Brief
Convert the records below into a two-column CSV with the headers "instruction" and "points". Give one row per record, placing its text and its answer each in a single quoted field with line breaks replaced by spaces, and omit the pictures.

Given data

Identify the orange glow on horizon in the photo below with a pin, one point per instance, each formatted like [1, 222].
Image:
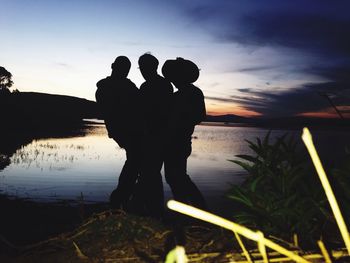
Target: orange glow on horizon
[236, 110]
[328, 113]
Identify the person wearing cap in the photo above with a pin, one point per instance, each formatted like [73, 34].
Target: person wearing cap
[156, 93]
[118, 101]
[188, 110]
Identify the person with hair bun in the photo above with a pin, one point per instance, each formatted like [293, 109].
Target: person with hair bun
[187, 110]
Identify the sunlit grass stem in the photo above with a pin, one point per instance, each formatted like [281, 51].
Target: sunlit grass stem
[307, 138]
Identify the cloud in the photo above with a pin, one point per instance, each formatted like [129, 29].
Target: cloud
[291, 102]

Written reply
instruction,points
"Identify the orange glow on horizon in the photo below with a pin, one point per instance, each formatted like [1, 222]. Image: Target: orange glow on horizon","[236, 110] [328, 113]"
"Identify the person wearing cap in the photo above with a pin, one point per instance, each formatted like [73, 34]. Target: person wearing cap","[156, 93] [118, 101] [188, 110]"
"Identify the person with hair bun in the photo above with a pin, one point per instance, each formatted like [293, 109]. Target: person with hair bun","[187, 110]"
"Identify the sunlit grass stem in the photo above with a pin, one point per instance, each formatted like [281, 51]. Target: sunlit grass stem","[307, 138]"
"Identify the cloud in the photo above with a pin, one point per instance, each formatted like [129, 29]. Target: cloud","[291, 102]"